- **THE EXERCISE**: Express all of the material below as a Markdown table with the columns "Row" and "Line": number each line and skip blank lines. Leave the pictures out.

- **DATASET ROWS**:
....

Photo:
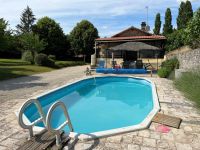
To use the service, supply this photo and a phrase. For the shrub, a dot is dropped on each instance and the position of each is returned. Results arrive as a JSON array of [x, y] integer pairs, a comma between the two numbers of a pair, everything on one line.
[[52, 57], [167, 67], [27, 56], [189, 84], [43, 60], [171, 63], [163, 72]]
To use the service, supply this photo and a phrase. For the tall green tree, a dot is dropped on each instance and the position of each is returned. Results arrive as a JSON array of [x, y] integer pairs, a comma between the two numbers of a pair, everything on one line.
[[193, 31], [184, 15], [51, 32], [27, 21], [188, 11], [168, 28], [181, 16], [31, 42], [157, 24], [3, 34], [83, 37]]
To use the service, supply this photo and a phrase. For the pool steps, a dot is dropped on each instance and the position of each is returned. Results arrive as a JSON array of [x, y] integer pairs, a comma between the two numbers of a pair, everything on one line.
[[45, 120]]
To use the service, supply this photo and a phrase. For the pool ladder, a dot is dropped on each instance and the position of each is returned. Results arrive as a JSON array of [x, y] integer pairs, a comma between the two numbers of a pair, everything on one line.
[[45, 119]]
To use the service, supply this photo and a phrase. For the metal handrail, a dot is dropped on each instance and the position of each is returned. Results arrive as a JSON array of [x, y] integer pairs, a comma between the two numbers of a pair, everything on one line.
[[57, 130], [30, 126]]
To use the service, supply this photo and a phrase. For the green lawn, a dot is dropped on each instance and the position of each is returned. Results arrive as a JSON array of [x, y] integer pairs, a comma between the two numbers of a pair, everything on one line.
[[189, 85], [13, 68]]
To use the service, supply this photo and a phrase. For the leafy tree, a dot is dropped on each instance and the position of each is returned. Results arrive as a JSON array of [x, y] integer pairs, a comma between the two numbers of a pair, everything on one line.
[[53, 35], [27, 21], [168, 28], [185, 15], [157, 24], [31, 42], [181, 16], [3, 34], [193, 31], [175, 40], [82, 38], [188, 11]]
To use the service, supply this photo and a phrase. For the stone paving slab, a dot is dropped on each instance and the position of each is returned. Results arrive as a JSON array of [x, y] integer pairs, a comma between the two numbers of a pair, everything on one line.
[[14, 92]]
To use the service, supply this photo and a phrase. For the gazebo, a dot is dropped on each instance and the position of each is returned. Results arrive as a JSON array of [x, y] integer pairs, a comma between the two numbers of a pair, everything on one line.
[[132, 47], [136, 48]]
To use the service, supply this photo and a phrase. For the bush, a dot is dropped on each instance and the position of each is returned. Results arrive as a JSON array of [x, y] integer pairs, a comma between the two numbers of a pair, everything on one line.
[[27, 56], [171, 63], [189, 84], [163, 72], [43, 60], [52, 57], [167, 67]]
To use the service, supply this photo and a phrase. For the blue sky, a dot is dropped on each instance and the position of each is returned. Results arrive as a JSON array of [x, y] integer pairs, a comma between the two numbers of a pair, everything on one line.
[[108, 16]]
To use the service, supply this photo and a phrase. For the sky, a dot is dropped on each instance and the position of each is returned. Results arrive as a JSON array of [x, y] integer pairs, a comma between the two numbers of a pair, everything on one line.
[[108, 16]]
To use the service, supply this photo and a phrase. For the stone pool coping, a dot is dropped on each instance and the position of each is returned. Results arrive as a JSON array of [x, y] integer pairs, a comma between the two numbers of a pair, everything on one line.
[[144, 124]]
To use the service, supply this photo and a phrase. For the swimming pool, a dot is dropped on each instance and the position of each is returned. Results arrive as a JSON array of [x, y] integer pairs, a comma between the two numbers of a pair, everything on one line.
[[102, 106]]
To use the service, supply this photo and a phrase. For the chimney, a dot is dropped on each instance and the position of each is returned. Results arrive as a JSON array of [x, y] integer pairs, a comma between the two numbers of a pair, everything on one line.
[[143, 26]]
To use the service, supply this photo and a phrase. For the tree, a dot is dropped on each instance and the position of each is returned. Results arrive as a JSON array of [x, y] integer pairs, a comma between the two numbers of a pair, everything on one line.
[[31, 42], [53, 35], [185, 15], [181, 17], [175, 40], [157, 24], [82, 38], [193, 31], [3, 34], [168, 28], [188, 11], [27, 21]]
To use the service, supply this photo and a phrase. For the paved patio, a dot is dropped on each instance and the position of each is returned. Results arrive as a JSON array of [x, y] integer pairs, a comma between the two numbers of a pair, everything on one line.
[[14, 92]]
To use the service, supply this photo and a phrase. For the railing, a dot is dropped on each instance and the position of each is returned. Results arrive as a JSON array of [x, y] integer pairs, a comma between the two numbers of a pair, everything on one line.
[[30, 126], [57, 130]]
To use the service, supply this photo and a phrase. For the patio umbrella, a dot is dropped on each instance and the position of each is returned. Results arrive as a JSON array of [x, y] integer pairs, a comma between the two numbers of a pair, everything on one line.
[[133, 46]]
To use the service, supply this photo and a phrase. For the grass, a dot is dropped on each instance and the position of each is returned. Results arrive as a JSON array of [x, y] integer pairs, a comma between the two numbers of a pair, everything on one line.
[[61, 64], [189, 85], [13, 68]]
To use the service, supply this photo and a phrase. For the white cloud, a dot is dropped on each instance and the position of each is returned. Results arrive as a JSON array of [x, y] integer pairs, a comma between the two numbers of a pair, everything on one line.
[[186, 0], [68, 12]]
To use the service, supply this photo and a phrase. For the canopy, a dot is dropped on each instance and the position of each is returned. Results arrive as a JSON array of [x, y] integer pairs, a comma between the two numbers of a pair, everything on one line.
[[133, 46]]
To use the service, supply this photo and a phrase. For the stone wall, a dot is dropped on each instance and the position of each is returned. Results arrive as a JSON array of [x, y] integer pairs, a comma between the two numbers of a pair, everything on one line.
[[188, 59]]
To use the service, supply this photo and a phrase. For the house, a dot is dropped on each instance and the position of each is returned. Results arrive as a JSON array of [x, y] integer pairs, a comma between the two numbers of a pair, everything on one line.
[[129, 45]]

....

- **SOLUTION FOR THIS EXERCISE**:
| Row | Line |
|---|---|
| 1 | Photo: |
| 2 | To use the service, supply this photo and a phrase. For the shrub, a dot is dropped on each instance and the position of each is returned. Results arrive as a JSON array of [x, y] integer pairs, a comma between the two numbers of a pair, everything on one line. |
| 3 | [[52, 57], [167, 67], [27, 56], [189, 84], [43, 60], [171, 63], [163, 72]] |
| 4 | To use the service, supply this photo and a phrase. For the tall green tree, a dot is dropped on each instance and the position of each is returned. Results arrive as a JSON array of [x, y] integer pairs, a comma between the two numbers of a pair, everything on one line. |
| 5 | [[193, 31], [184, 15], [51, 32], [27, 21], [188, 11], [168, 28], [181, 16], [31, 42], [157, 24], [3, 34], [83, 37]] |
| 6 | To use the service, supply this photo and a phrase. For the pool steps, a dot is dropped on each instance and the position of each is returned. Results arrive as a JSON array of [x, y] integer pairs, a comma between the two numbers of a pair, everything on one line. |
| 7 | [[45, 120]] |
| 8 | To use the service, supply this photo and a phrase. For the pool ladder, a dot is dropped on each instance and the position of each is returned. Results arrive as a JSON array of [x, y] integer pairs, a comma between the two numbers of a pair, everything on one line. |
| 9 | [[45, 119]] |
| 10 | To use the service, supply this photo and a phrase. For the metal handrail, a dot is dropped on each instance and the position of each is returned. Results arrive as a JSON array of [x, y] integer pairs, a comma between the two numbers of a pair, everything on one line. |
| 11 | [[57, 130], [30, 126]] |
| 12 | To use the service, supply this photo and a phrase. For the green lawn, a dot is dropped on each instance and the position of each is returned. Results arrive as a JSON array of [x, y] integer pairs, a comma between the two numbers of a pair, everything on one line. |
| 13 | [[189, 85], [13, 68]] |
| 14 | To use the service, supply this photo and a phrase. For the leafy tree, a dot is dropped on each instance and the position of each is returned. Results arrive as a JSON array of [x, y] integer pairs, a comma between the two numbers of a pair, everything on one line. |
| 15 | [[53, 35], [27, 21], [168, 28], [185, 15], [157, 24], [31, 42], [181, 16], [3, 34], [193, 31], [175, 40], [82, 38], [188, 11]] |
| 16 | To use the service, supply this photo and a phrase. For the stone paving slab, a dot is dropped on each instance and the position of each is returned. Results arrive as a JSON array of [x, y] integer pairs, a comma between the two numbers of a pair, everything on one line. |
| 17 | [[14, 92]] |
| 18 | To use the service, supply this photo and a phrase. For the gazebo, a dot is dropped on each instance and the position of each is returned. Results arrive as a JSON array of [x, y] integer pairs, a comma between the two numbers of a pair, everything on one line. |
| 19 | [[132, 47], [136, 48]] |
| 20 | To use the service, supply this photo and a phrase. For the bush, a dot is dropped on each instance and the position of each is returned. Results arrive as a JSON array of [x, y] integer pairs, a comma between the two numbers of a pair, everything on one line. |
| 21 | [[27, 56], [171, 63], [189, 84], [163, 72], [43, 60], [52, 57], [167, 67]] |
| 22 | To use the service, supply this photo and a phrase. For the blue sky, a dot is dropped on each instance and the position of each is returned. Results arrive as a JSON array of [x, y] integer pairs, a comma between the two numbers of a pair, everything on one line. |
| 23 | [[108, 16]] |
| 24 | To use the service, supply this photo and a phrase. For the sky, a dot is dropped on each instance and the position of each is returned. Results arrive as a JSON array of [x, y] integer pairs, a comma between the two numbers of a pair, everything on one line. |
| 25 | [[108, 16]] |
| 26 | To use the service, supply this photo and a phrase. For the stone pool coping, a dot is dropped on each instance and the position of each is returned. Results arrive as a JSON array of [x, y] integer pairs, a comma between the two numbers of a pair, everything on one line. |
| 27 | [[144, 124]] |
| 28 | To use the service, supply this photo and a phrase. For the swimming pool, a dot is dropped on each instance and the position of each is returned. Results arrive as a JSON array of [x, y] integer pairs, a comma between the two numbers of a pair, everything on one line. |
| 29 | [[102, 106]] |
| 30 | To use the service, supply this photo and a phrase. For the chimney, a dot is dropped on each instance and the position of each is returned. Results arrive as a JSON array of [x, y] integer pairs, a comma between the two numbers of a pair, everything on one line. |
| 31 | [[143, 26]] |
| 32 | To use the service, supply this photo and a phrase. For the tree, a dot is dropped on each instance and the position of each is returned. Results arrive as a JSON array of [x, y] integer pairs, a comma between the two numbers of a pair, everything on one line. |
| 33 | [[31, 42], [53, 35], [185, 15], [181, 17], [175, 40], [157, 24], [82, 38], [193, 31], [3, 34], [168, 28], [188, 11], [27, 21]] |
| 34 | To use the service, supply this photo and a phrase. For the paved patio, a dot is dropped on each instance and the position of each is returned. Results arrive as a JSON array of [x, y] integer pairs, a comma between the two numbers of a pair, everything on one line. |
| 35 | [[14, 92]] |
| 36 | To use the service, supply this photo and a phrase. For the railing, a dot is dropped on each instance and the position of each is returned. Results arrive as a JSON array of [x, y] integer pairs, a comma between the two numbers of a pair, everything on one line. |
| 37 | [[30, 126], [57, 130]] |
| 38 | To use the service, supply this photo and a phrase. For the patio umbrella, a dot is dropped on each instance and the position of each is returned. Results arrive as a JSON array of [x, y] integer pairs, a comma between the two numbers of a pair, everything on one line. |
| 39 | [[133, 46]] |
| 40 | To use the service, supply this photo and a phrase. For the grass, a dot is dropped on each instance and the position of each is returned. Results arrive as a JSON array of [x, y] integer pairs, a comma between the two numbers of a pair, everything on one line. |
| 41 | [[61, 64], [189, 85], [13, 68]] |
| 42 | To use the service, supply this photo and a phrase. For the white cloud, a dot is dropped on each instance and the position of each is returned. Results arrive as a JSON array of [x, y] integer pairs, a comma between the two numbers of a pair, everything on one line. |
| 43 | [[186, 0], [68, 12]] |
| 44 | To use the service, supply this photo and a phrase. For the canopy, a dot is dropped on each instance and the position of each is returned. Results arrive as a JSON array of [x, y] integer pairs, a comma between the two numbers of a pair, everything on one line. |
| 45 | [[133, 46]] |
| 46 | To use the service, supply this photo and a phrase. For the stone wall, a dot is dropped on each instance and the position of each is returned. Results arrive as a JSON array of [x, y] integer pairs, a comma between the two numbers of a pair, everything on one line. |
| 47 | [[188, 59]] |
| 48 | To use the service, supply this photo and a phrase. For the house, a dot is dropped on each instance and the position of each is returned. Results arrive as a JSON array of [x, y] integer pairs, a comma between the two numbers of a pair, everything on one line. |
| 49 | [[129, 45]] |